Val di Non – Sole – Paganella
Il sorriso di Margherita Valentini dopo attimi di paura in ospedale: «Grazie a chi si è preso cura di me»

Un sorriso dopo attimi di paura. Una storia a lieto fine e un messaggio di riconoscenza nei confronti di chi ha saputo esserci con serietà e competenza.
Margherita Valentini, persona molto conosciuta a Predaia e in tutta la Val di Non soprattutto per la sua attività nel mondo del volontariato (lei è la “mamma” di Fiorinda) e della Scuola dell’Infanzia, nei giorni scorsi si è dovuta recare all’ospedale Santa Chiara di Trento per un evento cardiaco che sembrava grave e aveva spaventato lei e i cardiologi che la seguono da tempo con professionalità e amicizia.

★ ★ ★ ★

* _Obiettivo dell'esercizio_
Rispondi alle domande sull'articolo dedicato a Margherita Valentini.
1. Secondo il titolo, a chi dice grazie Margherita Valentini?
2. In quale ospedale si è dovuta recare?
3. Per quali attività è conosciuta soprattutto?

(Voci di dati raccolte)

★ ★ ★ ★

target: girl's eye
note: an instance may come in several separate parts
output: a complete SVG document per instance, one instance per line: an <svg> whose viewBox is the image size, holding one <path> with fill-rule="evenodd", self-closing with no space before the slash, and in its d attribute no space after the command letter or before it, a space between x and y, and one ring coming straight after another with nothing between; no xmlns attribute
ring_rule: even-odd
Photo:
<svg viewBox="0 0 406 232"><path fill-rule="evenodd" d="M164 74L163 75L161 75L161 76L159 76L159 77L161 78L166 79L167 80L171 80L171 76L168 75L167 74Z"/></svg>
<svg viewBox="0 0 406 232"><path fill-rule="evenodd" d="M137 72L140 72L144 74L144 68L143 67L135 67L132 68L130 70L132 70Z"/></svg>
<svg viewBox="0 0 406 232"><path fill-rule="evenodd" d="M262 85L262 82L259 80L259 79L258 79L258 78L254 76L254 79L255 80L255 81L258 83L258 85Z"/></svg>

★ ★ ★ ★

* _Risposta al compito_
1. A chi si è preso cura di lei.
2. All'ospedale Santa Chiara di Trento.
3. Per la sua attività nel mondo del volontariato e della Scuola dell'Infanzia.